Provided passage:
########
Dietitians essential in mental health care
Photo: Nutritionist for mental health
It’s time for Accredited Practising Dietitians to be recognised as a key profession in the management of mental health, says Dietitians Australia.

As the nation wraps up Mental Health Awareness Month, ensuring our country has a comprehensive and effective workforce that can adequately support Australia’s rising rates of mental illness is a must. 

“Nutrition support, as part of a person’s mental health care plan, has been found to be most effective when it is delivered by a dietitian1,” said Robert Hunt, CEO of Dietitians Australia.

“Australians nationwide must have timely access to skilled mental health professionals and we urge the government to acknowledge the need for dietetic services, particularly in prevention and early intervention of mental illness.”
“Whether it’s challenging eating practices for a person living with an eating disorder, supporting someone to manage the side-effects of their medication, helping a client to access nutritious foods or using medical nutrition therapy to help prevent and manage a mental illness – these are just some of the ways dietitians can make a difference.” 

But to see a real health change, the government needs to make it easier for Australians to see their dietitian via Medicare referral pathways and community-based government funded initiatives.

“With the government’s draft National Mental Health Workforce strategy due to be finalised later this year, forgetting to focus on how to support Australians through food-based strategies, would be detrimental to our population’s health,” said Robert.  

Investing in dietitians means savings across the healthcare system.

“With almost half of all Australians expected to experience a mental illness in their lifetime2, support from a dietitian is likely to result in reduced burden on the healthcare system and better quality of life for our population,” said Robert.  

“Research shows that with support from a dietitian, people diagnosed with clinical depression were able to significantly reduce their mental health symptoms by making changes to their diet3.”  

“These dietary changes are also likely to help reduce the risk of lifestyle related health conditions like heart disease and type 2 diabetes, as well as improve gut health.” 

“We know that physical and mental health are intertwined, and we must have a workforce strategy that addresses overall health, rather than singling out these areas in isolation,” said Robert.
########
Dataset content:

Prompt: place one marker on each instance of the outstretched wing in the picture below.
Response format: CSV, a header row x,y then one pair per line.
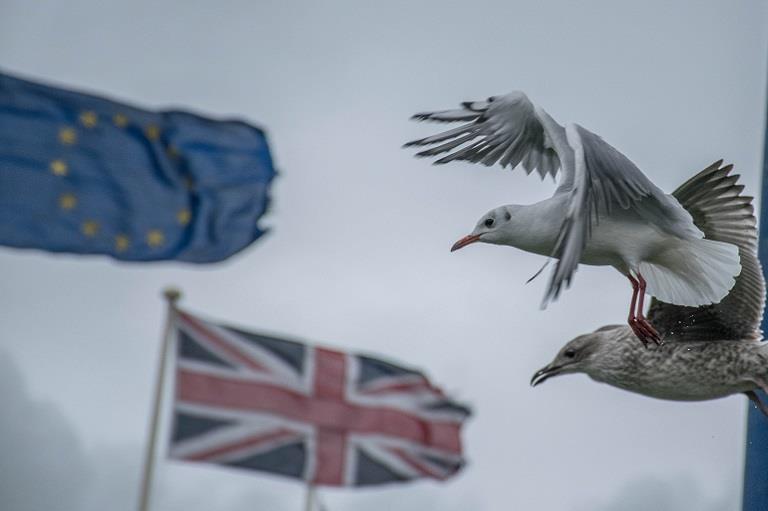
x,y
714,200
596,178
605,180
506,129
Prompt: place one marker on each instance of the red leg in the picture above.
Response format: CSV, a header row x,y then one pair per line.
x,y
640,314
632,319
632,305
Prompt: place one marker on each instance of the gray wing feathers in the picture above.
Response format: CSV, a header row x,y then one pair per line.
x,y
604,179
714,200
503,129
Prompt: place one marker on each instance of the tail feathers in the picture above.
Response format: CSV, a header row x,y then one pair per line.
x,y
699,272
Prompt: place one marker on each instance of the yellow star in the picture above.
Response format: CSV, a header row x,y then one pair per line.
x,y
155,238
88,119
59,167
67,136
152,132
183,216
122,243
67,201
120,120
90,228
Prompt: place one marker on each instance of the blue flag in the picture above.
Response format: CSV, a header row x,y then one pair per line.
x,y
83,174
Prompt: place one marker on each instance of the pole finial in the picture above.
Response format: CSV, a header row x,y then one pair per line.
x,y
172,294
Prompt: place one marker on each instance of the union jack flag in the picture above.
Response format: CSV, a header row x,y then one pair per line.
x,y
330,418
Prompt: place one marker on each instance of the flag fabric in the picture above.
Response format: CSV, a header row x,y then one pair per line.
x,y
83,174
329,418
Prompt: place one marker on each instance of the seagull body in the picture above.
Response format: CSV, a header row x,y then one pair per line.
x,y
708,352
605,211
678,371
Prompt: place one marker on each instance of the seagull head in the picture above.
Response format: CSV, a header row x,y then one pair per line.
x,y
497,226
584,354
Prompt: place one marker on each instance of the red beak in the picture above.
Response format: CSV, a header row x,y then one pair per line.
x,y
466,240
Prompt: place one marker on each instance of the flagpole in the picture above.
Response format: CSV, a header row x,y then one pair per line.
x,y
309,504
172,296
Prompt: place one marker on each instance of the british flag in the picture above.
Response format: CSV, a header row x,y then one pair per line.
x,y
330,418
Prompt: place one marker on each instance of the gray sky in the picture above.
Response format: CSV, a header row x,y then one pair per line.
x,y
359,253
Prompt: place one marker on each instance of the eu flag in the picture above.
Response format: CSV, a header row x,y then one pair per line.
x,y
84,174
########
Exercise description: In the dietitians article, rewrite everything from "But to see a" down to "government funded initiatives.", changing "Medicare" to "public". The data has no connection to the dietitians article.

Finished exercise:
But to see a real health change, the government needs to make it easier for Australians to see their dietitian via public referral pathways and community-based government funded initiatives.